Exercise description: Can you set out the items from their first line through the line containing "M341 108L341 109L339", both included, as a Markdown table with the columns Row and Line, numbering each line and skipping any blank ones?

Stored rows:
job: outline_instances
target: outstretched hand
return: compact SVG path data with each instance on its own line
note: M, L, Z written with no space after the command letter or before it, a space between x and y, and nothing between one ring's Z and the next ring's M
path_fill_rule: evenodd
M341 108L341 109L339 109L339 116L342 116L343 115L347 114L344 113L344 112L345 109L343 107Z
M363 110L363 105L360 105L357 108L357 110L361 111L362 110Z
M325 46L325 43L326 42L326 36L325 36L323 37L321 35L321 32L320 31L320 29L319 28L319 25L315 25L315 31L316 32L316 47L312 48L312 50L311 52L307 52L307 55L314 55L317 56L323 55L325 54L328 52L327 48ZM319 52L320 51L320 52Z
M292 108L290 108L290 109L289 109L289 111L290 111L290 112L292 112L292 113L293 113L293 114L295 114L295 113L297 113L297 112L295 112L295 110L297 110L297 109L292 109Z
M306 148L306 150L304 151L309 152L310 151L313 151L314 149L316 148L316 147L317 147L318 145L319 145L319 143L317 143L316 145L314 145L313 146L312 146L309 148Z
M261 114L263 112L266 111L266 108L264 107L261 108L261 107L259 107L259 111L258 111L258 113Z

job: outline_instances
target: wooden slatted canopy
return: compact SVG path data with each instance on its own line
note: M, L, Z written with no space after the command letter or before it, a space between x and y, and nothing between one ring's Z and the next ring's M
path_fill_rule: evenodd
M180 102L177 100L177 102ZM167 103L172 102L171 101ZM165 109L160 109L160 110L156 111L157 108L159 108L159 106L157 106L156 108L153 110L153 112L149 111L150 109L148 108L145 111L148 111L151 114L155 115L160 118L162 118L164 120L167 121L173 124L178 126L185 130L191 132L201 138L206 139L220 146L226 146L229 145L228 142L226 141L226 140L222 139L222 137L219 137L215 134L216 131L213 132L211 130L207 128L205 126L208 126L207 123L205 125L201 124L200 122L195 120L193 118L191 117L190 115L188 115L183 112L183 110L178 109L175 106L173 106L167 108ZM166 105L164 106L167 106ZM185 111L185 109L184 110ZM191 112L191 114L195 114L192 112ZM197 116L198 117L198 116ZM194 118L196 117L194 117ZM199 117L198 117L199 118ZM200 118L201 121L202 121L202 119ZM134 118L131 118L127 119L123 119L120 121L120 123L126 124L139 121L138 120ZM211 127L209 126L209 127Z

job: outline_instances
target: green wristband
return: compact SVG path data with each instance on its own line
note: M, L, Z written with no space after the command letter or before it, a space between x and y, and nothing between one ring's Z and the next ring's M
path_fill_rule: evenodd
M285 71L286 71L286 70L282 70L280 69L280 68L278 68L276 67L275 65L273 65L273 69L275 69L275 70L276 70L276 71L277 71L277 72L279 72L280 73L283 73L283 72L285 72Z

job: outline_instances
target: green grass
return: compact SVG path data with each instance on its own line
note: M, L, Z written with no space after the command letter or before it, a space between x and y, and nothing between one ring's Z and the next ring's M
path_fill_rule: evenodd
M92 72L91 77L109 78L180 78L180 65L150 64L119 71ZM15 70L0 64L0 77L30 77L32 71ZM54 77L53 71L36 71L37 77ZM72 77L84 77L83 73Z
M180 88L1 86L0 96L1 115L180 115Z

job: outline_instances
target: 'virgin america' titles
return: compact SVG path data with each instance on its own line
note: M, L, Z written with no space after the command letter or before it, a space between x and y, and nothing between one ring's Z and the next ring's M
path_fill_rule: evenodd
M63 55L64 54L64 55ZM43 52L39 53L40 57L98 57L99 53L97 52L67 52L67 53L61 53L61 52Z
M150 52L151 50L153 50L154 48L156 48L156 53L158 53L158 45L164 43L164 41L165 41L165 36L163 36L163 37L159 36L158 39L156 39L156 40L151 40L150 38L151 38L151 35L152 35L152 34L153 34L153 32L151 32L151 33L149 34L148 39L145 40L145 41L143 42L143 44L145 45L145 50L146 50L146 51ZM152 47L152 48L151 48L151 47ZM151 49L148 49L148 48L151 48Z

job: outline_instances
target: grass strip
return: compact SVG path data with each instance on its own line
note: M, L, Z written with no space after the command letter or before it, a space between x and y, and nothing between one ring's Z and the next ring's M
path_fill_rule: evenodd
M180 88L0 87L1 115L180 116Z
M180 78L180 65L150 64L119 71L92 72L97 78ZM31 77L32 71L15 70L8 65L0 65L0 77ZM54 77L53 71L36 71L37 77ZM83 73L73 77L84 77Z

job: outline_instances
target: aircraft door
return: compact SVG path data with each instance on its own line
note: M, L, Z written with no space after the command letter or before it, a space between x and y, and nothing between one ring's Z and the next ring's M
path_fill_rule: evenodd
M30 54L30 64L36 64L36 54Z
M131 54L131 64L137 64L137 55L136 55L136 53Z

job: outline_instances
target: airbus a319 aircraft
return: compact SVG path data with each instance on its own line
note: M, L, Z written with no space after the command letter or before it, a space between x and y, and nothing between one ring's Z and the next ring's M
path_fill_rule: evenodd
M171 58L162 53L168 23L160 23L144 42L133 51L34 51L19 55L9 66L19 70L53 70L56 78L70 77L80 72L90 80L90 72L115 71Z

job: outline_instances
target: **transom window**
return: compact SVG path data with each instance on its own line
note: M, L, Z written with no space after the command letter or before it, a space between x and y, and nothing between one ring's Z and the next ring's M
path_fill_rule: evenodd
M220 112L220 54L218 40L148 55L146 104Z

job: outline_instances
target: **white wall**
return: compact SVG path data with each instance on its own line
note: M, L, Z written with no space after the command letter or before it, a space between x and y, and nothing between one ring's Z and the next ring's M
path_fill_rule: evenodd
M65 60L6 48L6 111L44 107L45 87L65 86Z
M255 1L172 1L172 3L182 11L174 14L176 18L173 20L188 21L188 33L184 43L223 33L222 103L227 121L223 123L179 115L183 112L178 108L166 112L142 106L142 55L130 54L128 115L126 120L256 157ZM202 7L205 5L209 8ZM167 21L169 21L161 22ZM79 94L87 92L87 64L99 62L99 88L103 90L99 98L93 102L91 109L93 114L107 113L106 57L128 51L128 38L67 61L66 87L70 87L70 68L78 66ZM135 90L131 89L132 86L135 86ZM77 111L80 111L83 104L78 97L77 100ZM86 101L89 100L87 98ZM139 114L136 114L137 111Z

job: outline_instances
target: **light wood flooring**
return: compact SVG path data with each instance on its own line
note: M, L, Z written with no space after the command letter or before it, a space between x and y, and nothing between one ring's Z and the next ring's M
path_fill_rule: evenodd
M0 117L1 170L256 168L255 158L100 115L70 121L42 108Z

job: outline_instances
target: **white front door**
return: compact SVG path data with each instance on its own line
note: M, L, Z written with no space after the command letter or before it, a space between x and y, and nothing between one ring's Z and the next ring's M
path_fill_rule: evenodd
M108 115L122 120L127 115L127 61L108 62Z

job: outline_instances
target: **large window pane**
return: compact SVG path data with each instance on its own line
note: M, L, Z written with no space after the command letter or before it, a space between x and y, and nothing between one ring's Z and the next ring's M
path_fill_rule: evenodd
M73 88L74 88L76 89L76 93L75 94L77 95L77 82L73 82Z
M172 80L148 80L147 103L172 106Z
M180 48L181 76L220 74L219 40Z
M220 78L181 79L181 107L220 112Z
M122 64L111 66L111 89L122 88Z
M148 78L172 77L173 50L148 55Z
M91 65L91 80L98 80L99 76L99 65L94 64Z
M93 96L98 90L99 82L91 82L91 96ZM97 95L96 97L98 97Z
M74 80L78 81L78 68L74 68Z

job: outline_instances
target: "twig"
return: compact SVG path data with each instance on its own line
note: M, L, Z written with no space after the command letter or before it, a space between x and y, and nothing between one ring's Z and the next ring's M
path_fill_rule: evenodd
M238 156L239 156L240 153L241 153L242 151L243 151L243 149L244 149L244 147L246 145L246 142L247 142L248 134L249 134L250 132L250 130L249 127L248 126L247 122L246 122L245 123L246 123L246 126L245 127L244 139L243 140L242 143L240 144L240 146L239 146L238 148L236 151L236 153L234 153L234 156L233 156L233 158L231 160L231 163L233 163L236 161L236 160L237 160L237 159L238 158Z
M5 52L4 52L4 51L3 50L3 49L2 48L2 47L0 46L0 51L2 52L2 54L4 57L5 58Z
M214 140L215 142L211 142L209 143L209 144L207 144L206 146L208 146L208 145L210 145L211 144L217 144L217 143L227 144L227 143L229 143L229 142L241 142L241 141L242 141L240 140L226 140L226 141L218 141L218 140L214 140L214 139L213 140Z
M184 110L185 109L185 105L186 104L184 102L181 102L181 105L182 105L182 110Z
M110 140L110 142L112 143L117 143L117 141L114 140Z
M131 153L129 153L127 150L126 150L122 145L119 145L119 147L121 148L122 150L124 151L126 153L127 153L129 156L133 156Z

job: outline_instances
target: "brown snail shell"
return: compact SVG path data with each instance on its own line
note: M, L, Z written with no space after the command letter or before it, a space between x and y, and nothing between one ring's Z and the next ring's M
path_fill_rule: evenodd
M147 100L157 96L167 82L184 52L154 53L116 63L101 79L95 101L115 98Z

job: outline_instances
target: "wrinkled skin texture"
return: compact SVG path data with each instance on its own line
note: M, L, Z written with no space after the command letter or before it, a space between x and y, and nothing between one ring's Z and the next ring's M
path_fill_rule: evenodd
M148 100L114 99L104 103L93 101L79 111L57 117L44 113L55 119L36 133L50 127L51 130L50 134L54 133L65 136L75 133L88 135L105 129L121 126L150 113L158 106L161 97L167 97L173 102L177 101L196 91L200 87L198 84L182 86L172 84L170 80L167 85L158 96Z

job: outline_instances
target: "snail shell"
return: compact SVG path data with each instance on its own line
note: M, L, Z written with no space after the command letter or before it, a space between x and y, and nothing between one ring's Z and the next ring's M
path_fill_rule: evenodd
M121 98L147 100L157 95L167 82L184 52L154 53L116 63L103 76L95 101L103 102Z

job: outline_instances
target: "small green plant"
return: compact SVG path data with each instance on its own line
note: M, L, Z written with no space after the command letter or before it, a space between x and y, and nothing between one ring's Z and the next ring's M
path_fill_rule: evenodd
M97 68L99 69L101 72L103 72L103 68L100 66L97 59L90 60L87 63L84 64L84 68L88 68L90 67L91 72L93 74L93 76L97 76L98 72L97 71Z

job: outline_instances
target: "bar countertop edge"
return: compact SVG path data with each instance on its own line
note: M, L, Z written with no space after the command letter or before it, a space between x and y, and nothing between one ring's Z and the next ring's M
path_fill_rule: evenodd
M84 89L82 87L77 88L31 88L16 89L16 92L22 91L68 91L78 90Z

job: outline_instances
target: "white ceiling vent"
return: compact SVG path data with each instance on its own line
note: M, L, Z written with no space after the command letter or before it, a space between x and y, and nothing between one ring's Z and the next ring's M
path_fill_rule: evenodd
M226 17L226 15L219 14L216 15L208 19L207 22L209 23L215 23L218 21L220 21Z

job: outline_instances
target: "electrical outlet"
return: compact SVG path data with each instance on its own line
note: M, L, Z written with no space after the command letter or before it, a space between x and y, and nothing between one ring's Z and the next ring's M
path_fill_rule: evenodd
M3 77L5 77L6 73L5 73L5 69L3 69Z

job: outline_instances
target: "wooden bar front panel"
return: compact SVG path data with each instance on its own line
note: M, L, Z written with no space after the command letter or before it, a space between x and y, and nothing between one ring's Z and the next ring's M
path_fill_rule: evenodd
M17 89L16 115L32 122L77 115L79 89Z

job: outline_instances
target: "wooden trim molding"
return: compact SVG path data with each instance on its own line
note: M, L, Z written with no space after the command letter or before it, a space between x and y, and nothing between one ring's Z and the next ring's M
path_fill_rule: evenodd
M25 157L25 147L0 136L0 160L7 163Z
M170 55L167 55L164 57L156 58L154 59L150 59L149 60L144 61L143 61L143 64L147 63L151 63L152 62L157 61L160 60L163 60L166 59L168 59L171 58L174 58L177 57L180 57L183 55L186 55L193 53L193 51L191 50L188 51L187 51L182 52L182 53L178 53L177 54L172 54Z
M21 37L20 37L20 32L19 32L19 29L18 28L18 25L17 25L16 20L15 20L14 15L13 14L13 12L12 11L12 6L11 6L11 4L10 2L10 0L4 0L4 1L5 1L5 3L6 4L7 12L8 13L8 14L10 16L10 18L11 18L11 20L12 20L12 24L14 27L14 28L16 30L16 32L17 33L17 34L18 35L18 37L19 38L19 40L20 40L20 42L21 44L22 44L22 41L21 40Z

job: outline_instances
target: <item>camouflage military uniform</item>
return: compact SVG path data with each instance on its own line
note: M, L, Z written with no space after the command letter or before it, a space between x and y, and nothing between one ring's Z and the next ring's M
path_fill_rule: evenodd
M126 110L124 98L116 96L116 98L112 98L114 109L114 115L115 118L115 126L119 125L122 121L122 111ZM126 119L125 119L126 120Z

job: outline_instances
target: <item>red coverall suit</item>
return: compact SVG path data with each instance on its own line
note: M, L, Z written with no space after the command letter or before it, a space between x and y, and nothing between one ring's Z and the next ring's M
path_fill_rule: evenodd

Correct answer:
| Row | Line |
|---|---|
| 1 | job: outline_instances |
| 2 | target: outstretched hand |
| 3 | return: compact SVG path data with each instance on its own line |
| 4 | note: M, L, Z written with no space after the command letter or before it, a space between x and y, and nothing between one ring's Z and the next ring's M |
| 5 | path_fill_rule: evenodd |
| 6 | M341 108L341 109L339 109L339 116L342 116L343 115L347 114L344 113L344 112L345 109L343 107Z |